What you need to do => With the pictures omitted, transcribe each line below exactly as it is.

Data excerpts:
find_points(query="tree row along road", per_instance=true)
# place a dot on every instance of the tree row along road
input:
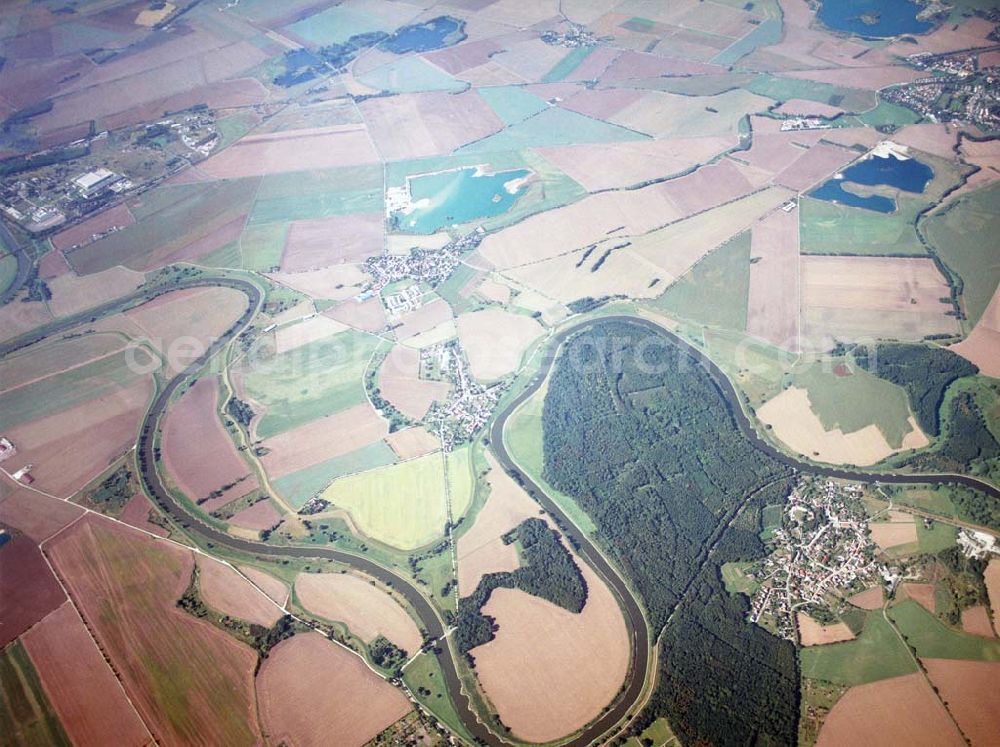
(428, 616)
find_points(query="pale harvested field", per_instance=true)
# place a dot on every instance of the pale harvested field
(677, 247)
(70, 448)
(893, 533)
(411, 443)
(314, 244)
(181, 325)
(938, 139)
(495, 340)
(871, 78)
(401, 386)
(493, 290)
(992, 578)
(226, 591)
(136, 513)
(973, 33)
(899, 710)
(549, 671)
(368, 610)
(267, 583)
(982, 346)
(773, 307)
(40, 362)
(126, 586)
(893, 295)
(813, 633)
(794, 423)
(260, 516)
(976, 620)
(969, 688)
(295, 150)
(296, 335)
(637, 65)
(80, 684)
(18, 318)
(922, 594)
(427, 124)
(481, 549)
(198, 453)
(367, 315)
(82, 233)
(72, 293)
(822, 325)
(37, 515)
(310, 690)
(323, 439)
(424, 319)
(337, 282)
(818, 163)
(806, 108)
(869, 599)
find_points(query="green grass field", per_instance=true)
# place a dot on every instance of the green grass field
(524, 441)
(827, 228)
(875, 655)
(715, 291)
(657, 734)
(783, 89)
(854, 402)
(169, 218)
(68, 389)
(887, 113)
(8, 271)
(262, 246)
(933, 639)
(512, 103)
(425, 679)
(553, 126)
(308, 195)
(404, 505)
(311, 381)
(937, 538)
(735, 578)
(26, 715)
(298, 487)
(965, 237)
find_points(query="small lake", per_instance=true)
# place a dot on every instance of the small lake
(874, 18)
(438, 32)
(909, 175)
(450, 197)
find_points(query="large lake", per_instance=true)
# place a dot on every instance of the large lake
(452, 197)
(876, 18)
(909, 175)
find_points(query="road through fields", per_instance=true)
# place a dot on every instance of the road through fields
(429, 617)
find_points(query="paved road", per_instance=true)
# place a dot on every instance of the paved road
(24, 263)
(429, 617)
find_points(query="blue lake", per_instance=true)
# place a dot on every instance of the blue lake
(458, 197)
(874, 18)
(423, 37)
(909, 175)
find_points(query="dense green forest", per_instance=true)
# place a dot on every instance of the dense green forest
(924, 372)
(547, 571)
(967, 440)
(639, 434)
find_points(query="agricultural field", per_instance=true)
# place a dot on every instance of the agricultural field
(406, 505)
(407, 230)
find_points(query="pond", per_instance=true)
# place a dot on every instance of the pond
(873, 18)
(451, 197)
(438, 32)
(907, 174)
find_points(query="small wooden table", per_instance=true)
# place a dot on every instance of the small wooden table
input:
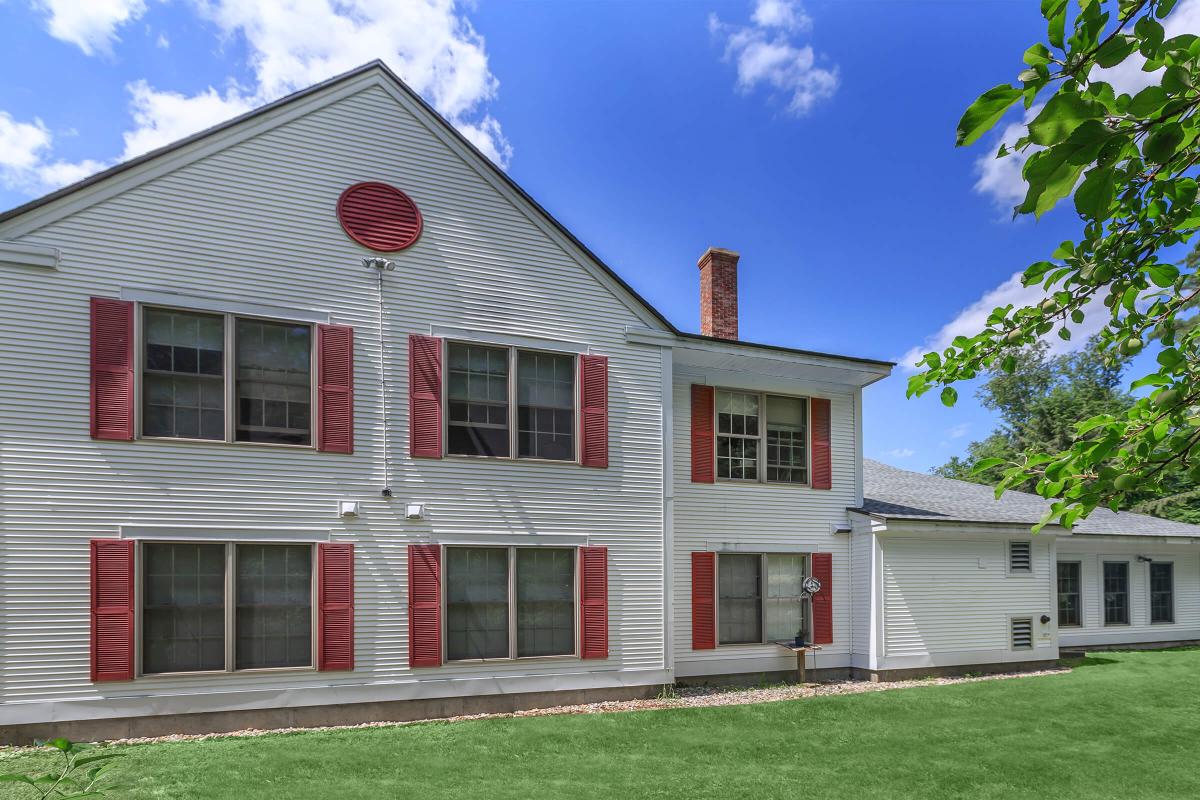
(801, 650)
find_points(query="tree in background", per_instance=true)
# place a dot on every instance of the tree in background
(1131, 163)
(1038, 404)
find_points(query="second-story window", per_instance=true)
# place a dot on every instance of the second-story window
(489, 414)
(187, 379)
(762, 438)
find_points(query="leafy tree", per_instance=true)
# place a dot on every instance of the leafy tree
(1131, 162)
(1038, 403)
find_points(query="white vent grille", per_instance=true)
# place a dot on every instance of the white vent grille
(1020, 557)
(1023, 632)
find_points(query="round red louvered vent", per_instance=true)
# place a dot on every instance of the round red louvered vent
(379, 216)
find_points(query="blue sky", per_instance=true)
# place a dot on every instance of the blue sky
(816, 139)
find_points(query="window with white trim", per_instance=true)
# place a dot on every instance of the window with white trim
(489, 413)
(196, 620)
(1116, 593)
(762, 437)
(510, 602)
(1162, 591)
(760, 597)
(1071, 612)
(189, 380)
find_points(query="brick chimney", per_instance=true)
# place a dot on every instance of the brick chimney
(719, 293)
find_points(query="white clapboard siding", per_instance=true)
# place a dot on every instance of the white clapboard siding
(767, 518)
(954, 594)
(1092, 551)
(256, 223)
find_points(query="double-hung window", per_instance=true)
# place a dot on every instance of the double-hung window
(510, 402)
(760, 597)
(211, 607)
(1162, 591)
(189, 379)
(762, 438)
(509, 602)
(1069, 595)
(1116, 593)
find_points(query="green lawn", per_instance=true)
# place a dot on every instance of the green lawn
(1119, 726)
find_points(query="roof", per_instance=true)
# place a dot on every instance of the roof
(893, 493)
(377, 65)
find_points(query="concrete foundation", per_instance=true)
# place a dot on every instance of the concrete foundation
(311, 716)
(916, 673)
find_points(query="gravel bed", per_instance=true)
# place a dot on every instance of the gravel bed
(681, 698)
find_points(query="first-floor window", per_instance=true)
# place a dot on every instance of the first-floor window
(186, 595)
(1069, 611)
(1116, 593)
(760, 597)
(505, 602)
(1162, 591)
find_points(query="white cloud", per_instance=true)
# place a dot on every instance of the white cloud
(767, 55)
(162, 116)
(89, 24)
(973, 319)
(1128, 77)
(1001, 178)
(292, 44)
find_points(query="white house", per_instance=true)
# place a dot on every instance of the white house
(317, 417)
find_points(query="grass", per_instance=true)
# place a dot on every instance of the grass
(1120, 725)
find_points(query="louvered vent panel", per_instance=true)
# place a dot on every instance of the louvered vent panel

Result below =>
find_points(query="tree row along road", per_instance=true)
# place a dot on every instance of the tree row along road
input:
(428, 616)
find_points(query="pale harvested field", per_instance=true)
# place a dot on every instance of the pale harvested field
(677, 247)
(70, 448)
(893, 533)
(411, 443)
(314, 244)
(181, 325)
(938, 139)
(495, 340)
(871, 78)
(401, 386)
(493, 290)
(992, 578)
(226, 591)
(136, 513)
(973, 33)
(899, 710)
(549, 671)
(368, 610)
(267, 583)
(982, 346)
(773, 307)
(40, 362)
(126, 586)
(893, 295)
(813, 633)
(794, 423)
(260, 516)
(976, 620)
(969, 688)
(295, 150)
(296, 335)
(637, 65)
(80, 684)
(18, 318)
(922, 594)
(427, 124)
(481, 549)
(198, 453)
(367, 315)
(82, 233)
(72, 293)
(822, 325)
(37, 515)
(310, 690)
(323, 439)
(424, 319)
(337, 282)
(818, 163)
(806, 108)
(869, 599)
find_points(query="green grass field", per_instance=true)
# place a dot on every instance of the green grass field
(524, 441)
(827, 228)
(875, 655)
(715, 291)
(657, 734)
(783, 89)
(854, 402)
(169, 218)
(68, 389)
(887, 113)
(8, 271)
(262, 246)
(933, 639)
(512, 103)
(425, 679)
(553, 126)
(308, 195)
(404, 505)
(311, 381)
(937, 538)
(735, 578)
(26, 715)
(298, 487)
(965, 237)
find_points(query="small lake", per_instance=true)
# place a dot on every instance of the small lake
(874, 18)
(438, 32)
(909, 175)
(450, 197)
find_points(query="large lake", per_instance=true)
# place a dot on every instance of the large lake
(452, 197)
(876, 18)
(909, 175)
find_points(query="road through fields", per_instance=true)
# place a dot on every instance of the road through fields
(429, 617)
find_points(query="paved road", per_instance=true)
# place a dot on every instance of the paved road
(24, 263)
(429, 617)
find_points(query="blue lake", per_instance=true)
# place a dot on every instance of the blue lake
(458, 197)
(874, 18)
(423, 37)
(909, 175)
find_points(query="dense green forest", per_instance=true)
# place a dot on every instance of the dense green forest
(924, 372)
(547, 571)
(967, 440)
(639, 434)
find_points(query="agricultural field", per_instance=true)
# place a dot on every instance of the agricultural field
(406, 505)
(407, 230)
find_points(query="pond", per_instance=true)
# place a dot on every instance of the pond
(873, 18)
(451, 197)
(438, 32)
(907, 174)
find_points(query="small wooden table", per_instance=true)
# place a dot on every instance of the small wooden table
input:
(801, 650)
find_points(query="tree in background", per_instance=true)
# place a dot on every instance of the tree in background
(1131, 163)
(1038, 404)
find_points(query="second-story window", per_instance=true)
# place a dot on every instance of the second-story window
(489, 414)
(187, 379)
(762, 438)
find_points(query="leafy tree", per_instance=true)
# place a dot on every instance of the leafy tree
(1131, 162)
(1038, 403)
find_points(query="white vent grille", per_instance=true)
# place a dot on every instance of the white vent grille
(1020, 557)
(1023, 632)
find_points(query="round red louvered vent", per_instance=true)
# place a dot on every instance of the round red louvered vent
(379, 216)
find_points(query="blue sky", per_instance=true)
# place a dot on every instance of the blue sky
(816, 139)
find_points(query="window with white trim", per_instance=true)
# place a dot on every instance of the window with white trim
(489, 413)
(196, 620)
(1116, 593)
(762, 437)
(510, 602)
(1162, 591)
(760, 597)
(1071, 612)
(189, 380)
find_points(query="brick chimney", per_instance=true)
# place a dot on every instance of the brick chimney
(719, 293)
find_points(query="white clapboard siding", per_instance=true)
# place a dot on every instance of the white clapboard siding
(767, 518)
(954, 594)
(1092, 551)
(256, 223)
find_points(query="double-hung window", per_instance=true)
# place a dot on every instance of the double-hung window
(510, 402)
(760, 597)
(211, 607)
(1162, 591)
(189, 379)
(762, 438)
(509, 602)
(1069, 595)
(1116, 593)
find_points(query="green lawn", per_instance=true)
# place a dot on every instance of the green lawn
(1119, 726)
find_points(query="roof", per_instance=true)
# place a dot on every instance of the roof
(893, 493)
(377, 65)
find_points(query="concrete foundation", per_instance=true)
# place a dot on every instance of the concrete foundation
(311, 716)
(916, 673)
find_points(query="gravel bed", per_instance=true)
# place a dot on every instance of the gravel bed
(681, 698)
find_points(query="first-floor window", per_instance=true)
# place a dot on every instance of the first-floor window
(186, 595)
(1069, 611)
(1116, 593)
(760, 597)
(505, 602)
(1162, 591)
find_points(query="white cloud", per_instance=true)
# place a dot on every instance of the white cloud
(767, 55)
(162, 116)
(89, 24)
(973, 319)
(1128, 77)
(1001, 178)
(292, 44)
find_points(query="white house", per_instance=true)
# place a dot on every instance of the white house
(317, 417)
find_points(query="grass", per_instance=true)
# place a dot on every instance of the grass
(1120, 725)
find_points(query="louvered vent panel", per_instance=true)
# place a dot on every instance of the louvered vent panel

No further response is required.